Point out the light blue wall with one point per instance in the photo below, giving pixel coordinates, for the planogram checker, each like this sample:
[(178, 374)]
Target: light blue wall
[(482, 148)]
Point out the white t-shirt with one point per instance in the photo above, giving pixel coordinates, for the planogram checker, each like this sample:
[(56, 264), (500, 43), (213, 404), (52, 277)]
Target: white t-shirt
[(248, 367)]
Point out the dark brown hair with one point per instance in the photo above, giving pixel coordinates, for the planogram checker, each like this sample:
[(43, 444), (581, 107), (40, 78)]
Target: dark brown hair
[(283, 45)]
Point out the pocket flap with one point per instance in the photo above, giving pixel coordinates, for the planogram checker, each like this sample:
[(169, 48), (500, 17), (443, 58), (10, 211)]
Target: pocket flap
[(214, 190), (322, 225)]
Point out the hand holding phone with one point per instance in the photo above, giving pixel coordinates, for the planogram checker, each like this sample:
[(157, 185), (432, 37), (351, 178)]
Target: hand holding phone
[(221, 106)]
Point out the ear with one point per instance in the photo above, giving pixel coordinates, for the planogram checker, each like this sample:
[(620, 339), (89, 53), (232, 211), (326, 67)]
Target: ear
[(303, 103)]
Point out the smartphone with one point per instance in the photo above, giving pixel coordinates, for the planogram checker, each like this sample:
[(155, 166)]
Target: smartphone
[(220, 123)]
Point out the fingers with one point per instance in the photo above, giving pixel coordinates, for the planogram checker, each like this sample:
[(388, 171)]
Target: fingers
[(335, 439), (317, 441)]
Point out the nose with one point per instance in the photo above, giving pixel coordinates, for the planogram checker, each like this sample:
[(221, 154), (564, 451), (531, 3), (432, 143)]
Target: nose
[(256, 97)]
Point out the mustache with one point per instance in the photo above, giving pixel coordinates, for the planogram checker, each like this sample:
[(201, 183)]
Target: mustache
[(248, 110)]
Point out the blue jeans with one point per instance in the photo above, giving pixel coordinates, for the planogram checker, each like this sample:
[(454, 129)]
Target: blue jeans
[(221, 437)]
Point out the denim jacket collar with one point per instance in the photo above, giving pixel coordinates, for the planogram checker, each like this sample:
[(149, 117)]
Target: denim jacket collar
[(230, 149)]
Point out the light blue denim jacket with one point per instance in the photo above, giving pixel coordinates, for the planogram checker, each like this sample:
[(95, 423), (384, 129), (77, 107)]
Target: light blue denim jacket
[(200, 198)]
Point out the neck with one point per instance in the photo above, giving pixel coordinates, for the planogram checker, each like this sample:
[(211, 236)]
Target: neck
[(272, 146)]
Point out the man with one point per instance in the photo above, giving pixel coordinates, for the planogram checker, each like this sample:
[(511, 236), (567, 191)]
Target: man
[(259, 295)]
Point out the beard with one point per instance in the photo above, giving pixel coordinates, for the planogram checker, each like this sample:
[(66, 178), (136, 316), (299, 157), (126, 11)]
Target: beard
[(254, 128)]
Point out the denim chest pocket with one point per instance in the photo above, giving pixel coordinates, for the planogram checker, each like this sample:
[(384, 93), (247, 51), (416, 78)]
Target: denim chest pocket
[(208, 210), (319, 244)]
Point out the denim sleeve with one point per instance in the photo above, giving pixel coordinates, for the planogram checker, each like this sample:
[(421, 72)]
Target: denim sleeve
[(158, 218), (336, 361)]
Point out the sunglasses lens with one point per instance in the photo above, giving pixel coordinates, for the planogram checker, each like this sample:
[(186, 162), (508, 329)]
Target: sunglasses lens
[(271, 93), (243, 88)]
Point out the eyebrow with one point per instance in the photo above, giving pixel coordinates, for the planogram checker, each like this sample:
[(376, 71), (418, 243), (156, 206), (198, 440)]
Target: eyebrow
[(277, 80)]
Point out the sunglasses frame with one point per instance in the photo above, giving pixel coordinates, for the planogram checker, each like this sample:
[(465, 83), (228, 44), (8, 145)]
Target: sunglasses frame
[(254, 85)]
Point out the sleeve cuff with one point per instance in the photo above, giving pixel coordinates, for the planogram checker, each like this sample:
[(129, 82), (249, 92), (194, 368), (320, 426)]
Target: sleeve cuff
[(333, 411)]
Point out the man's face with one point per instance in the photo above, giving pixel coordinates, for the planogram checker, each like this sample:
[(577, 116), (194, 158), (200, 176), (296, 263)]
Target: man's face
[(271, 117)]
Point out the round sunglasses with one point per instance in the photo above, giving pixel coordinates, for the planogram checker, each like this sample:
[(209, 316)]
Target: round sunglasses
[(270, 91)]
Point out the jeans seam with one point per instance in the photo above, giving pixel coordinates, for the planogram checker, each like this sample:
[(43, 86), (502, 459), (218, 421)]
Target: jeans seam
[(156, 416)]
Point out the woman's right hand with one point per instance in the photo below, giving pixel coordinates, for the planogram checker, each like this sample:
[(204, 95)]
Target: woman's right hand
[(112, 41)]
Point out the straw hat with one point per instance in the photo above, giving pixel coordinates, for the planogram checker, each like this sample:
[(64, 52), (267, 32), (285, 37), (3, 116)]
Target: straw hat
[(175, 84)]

· · · · · · ·

Referring to the material above, set down exactly the lines between the line with "Target: denim chest pocket" and the line with "Point out the eyebrow", inclusive, and no other lines.

Target: denim chest pocket
[(208, 210), (319, 244)]
Point out the denim sleeve with one point per instance in the photo above, giving pixel coordinates, for the planogram checker, each like this sample:
[(421, 72)]
Target: denim sleeve
[(158, 218), (336, 361)]
Point out the sunglasses lens with one point per instance in the photo above, giving pixel coordinates, for the planogram checker, each like this sample:
[(186, 162), (508, 329)]
Target: sunglasses lens
[(271, 93), (243, 88)]
Point out the eyebrow with one point per instance in the photo above, giving pixel coordinates, for the planogram checker, each like this sample:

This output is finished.